In the rows below, take the stretch from the line containing "Where can you spot the car wheel" through the line containing "column 109, row 141" and lay it out as a Markdown table with the columns No. and Line. Number each line, and leave out any blank lines.

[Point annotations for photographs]
%%

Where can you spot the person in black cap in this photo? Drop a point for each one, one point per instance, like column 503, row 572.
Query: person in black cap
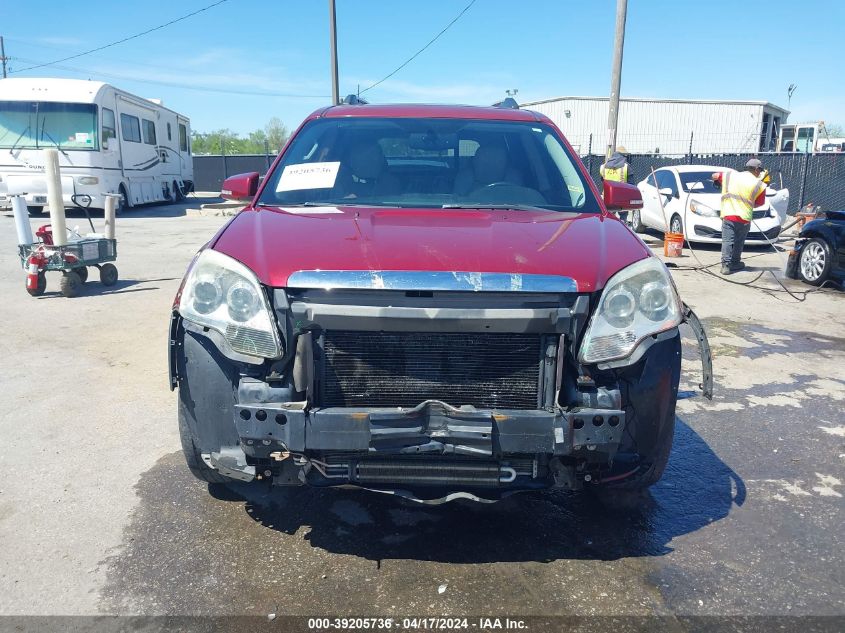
column 741, row 192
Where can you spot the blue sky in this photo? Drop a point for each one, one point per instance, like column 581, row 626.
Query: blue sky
column 675, row 49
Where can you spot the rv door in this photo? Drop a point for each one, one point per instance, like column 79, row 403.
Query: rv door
column 184, row 147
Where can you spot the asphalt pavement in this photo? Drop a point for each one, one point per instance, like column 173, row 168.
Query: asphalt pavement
column 99, row 515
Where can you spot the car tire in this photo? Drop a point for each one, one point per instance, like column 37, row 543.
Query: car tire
column 637, row 222
column 815, row 262
column 676, row 225
column 649, row 473
column 193, row 458
column 206, row 404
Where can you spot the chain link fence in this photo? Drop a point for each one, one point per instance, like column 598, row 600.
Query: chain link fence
column 817, row 178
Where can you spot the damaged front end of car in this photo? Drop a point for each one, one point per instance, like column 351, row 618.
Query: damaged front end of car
column 429, row 385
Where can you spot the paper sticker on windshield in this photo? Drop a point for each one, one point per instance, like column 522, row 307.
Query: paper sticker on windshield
column 308, row 176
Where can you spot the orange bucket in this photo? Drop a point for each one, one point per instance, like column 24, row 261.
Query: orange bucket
column 673, row 244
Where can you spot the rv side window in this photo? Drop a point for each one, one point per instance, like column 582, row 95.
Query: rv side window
column 131, row 128
column 183, row 138
column 149, row 132
column 109, row 126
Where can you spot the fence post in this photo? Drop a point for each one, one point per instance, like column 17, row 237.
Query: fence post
column 804, row 169
column 223, row 154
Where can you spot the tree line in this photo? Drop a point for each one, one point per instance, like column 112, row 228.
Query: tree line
column 270, row 139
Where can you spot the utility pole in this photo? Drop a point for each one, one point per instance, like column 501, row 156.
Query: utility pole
column 3, row 55
column 616, row 76
column 333, row 43
column 789, row 92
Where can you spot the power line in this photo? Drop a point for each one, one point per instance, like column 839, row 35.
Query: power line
column 248, row 93
column 414, row 56
column 125, row 39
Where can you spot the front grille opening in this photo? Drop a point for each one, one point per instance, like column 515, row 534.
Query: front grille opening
column 398, row 369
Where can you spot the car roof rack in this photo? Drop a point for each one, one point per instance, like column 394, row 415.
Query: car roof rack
column 354, row 100
column 507, row 102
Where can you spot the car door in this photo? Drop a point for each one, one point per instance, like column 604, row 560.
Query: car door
column 666, row 180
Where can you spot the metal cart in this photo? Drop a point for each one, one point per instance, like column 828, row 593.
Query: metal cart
column 72, row 259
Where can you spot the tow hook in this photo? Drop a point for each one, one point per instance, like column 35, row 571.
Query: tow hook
column 706, row 355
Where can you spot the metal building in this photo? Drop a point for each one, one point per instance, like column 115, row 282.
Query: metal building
column 667, row 126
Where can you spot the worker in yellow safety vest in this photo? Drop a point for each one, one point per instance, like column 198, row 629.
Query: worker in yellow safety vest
column 741, row 192
column 617, row 169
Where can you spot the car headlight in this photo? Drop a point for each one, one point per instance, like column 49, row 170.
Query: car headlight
column 638, row 301
column 222, row 294
column 702, row 209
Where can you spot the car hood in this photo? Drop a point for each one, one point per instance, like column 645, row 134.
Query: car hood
column 276, row 242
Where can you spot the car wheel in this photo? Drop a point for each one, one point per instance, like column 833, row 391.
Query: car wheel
column 196, row 464
column 649, row 473
column 637, row 222
column 815, row 262
column 675, row 225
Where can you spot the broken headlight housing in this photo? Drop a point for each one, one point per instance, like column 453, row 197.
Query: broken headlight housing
column 638, row 301
column 222, row 294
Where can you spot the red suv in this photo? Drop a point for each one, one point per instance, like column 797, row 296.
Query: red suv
column 429, row 301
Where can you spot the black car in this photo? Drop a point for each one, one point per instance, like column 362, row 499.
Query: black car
column 819, row 253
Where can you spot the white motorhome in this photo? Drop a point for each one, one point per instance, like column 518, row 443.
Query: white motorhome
column 109, row 141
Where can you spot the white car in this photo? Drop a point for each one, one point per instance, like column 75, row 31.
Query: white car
column 691, row 202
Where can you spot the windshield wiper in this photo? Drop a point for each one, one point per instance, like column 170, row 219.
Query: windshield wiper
column 17, row 140
column 513, row 207
column 325, row 203
column 44, row 131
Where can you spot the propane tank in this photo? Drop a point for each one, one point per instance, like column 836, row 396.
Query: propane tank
column 34, row 264
column 22, row 220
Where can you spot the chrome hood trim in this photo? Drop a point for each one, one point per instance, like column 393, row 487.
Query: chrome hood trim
column 430, row 280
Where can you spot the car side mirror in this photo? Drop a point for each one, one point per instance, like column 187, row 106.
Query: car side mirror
column 241, row 187
column 621, row 196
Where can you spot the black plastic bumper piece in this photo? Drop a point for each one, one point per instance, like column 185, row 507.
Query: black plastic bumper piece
column 433, row 428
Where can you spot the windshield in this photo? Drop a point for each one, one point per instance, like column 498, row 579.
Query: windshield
column 36, row 125
column 440, row 163
column 699, row 182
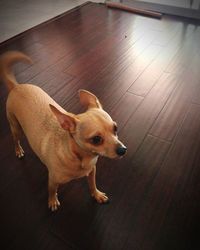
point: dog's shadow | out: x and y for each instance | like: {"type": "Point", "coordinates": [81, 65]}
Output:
{"type": "Point", "coordinates": [77, 213]}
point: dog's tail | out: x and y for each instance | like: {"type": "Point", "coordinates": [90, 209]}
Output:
{"type": "Point", "coordinates": [6, 61]}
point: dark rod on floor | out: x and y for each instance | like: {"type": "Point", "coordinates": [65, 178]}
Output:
{"type": "Point", "coordinates": [134, 10]}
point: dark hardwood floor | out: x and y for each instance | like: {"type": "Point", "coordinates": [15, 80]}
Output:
{"type": "Point", "coordinates": [146, 73]}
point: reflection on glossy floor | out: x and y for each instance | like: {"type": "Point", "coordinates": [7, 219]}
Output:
{"type": "Point", "coordinates": [194, 4]}
{"type": "Point", "coordinates": [146, 74]}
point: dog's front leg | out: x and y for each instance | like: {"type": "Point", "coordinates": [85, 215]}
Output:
{"type": "Point", "coordinates": [99, 196]}
{"type": "Point", "coordinates": [53, 198]}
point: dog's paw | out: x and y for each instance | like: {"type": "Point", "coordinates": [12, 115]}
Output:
{"type": "Point", "coordinates": [54, 204]}
{"type": "Point", "coordinates": [100, 197]}
{"type": "Point", "coordinates": [19, 152]}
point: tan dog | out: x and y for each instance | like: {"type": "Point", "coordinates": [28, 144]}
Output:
{"type": "Point", "coordinates": [69, 145]}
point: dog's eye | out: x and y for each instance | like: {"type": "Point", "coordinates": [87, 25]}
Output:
{"type": "Point", "coordinates": [115, 128]}
{"type": "Point", "coordinates": [96, 140]}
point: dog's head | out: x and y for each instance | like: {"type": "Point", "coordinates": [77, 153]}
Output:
{"type": "Point", "coordinates": [94, 130]}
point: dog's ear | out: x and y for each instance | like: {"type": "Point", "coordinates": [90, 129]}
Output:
{"type": "Point", "coordinates": [67, 121]}
{"type": "Point", "coordinates": [88, 99]}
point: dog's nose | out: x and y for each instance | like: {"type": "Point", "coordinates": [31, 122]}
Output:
{"type": "Point", "coordinates": [121, 150]}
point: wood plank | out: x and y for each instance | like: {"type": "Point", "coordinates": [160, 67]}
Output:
{"type": "Point", "coordinates": [171, 117]}
{"type": "Point", "coordinates": [109, 234]}
{"type": "Point", "coordinates": [169, 184]}
{"type": "Point", "coordinates": [148, 78]}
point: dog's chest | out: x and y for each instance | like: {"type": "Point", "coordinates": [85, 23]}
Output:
{"type": "Point", "coordinates": [85, 167]}
{"type": "Point", "coordinates": [77, 169]}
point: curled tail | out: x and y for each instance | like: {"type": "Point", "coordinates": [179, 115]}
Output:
{"type": "Point", "coordinates": [6, 61]}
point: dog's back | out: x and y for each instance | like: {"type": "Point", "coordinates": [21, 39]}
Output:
{"type": "Point", "coordinates": [27, 104]}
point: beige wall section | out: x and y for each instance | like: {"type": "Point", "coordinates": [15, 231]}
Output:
{"type": "Point", "coordinates": [18, 16]}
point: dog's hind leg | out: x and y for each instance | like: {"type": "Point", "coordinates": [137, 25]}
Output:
{"type": "Point", "coordinates": [53, 197]}
{"type": "Point", "coordinates": [16, 133]}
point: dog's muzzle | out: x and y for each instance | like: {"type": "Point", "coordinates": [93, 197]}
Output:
{"type": "Point", "coordinates": [121, 150]}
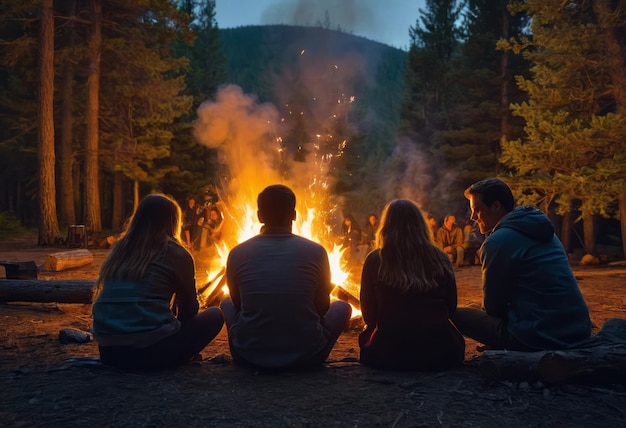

%%

#### [Full answer]
| No. | Line |
|---|---|
| 1 | Where can you spot the car wheel in this photo? Drop a point for each one, one point per instance, like column 833, row 391. |
| 2 | Query: car wheel |
| 3 | column 196, row 464 |
| 4 | column 649, row 473 |
| 5 | column 637, row 222 |
| 6 | column 815, row 262 |
| 7 | column 675, row 225 |
| 8 | Where can you spot the broken headlight housing in this photo? Drop a point for each one, one point per instance, like column 453, row 197. |
| 9 | Query: broken headlight housing |
| 10 | column 638, row 301 |
| 11 | column 222, row 294 |
| 12 | Where can you spot the red suv in this photo? Drop a point for each one, one point per instance, like column 797, row 296. |
| 13 | Query: red suv |
| 14 | column 429, row 301 |
| 15 | Where can you spot the black car in this photo? Drop a point for each one, one point per instance, like column 362, row 499. |
| 16 | Query: black car |
| 17 | column 819, row 253 |
| 18 | Where can you spot the white motorhome in this photo? Drop a point for each one, one point per instance, like column 518, row 443. |
| 19 | Query: white motorhome |
| 20 | column 109, row 141 |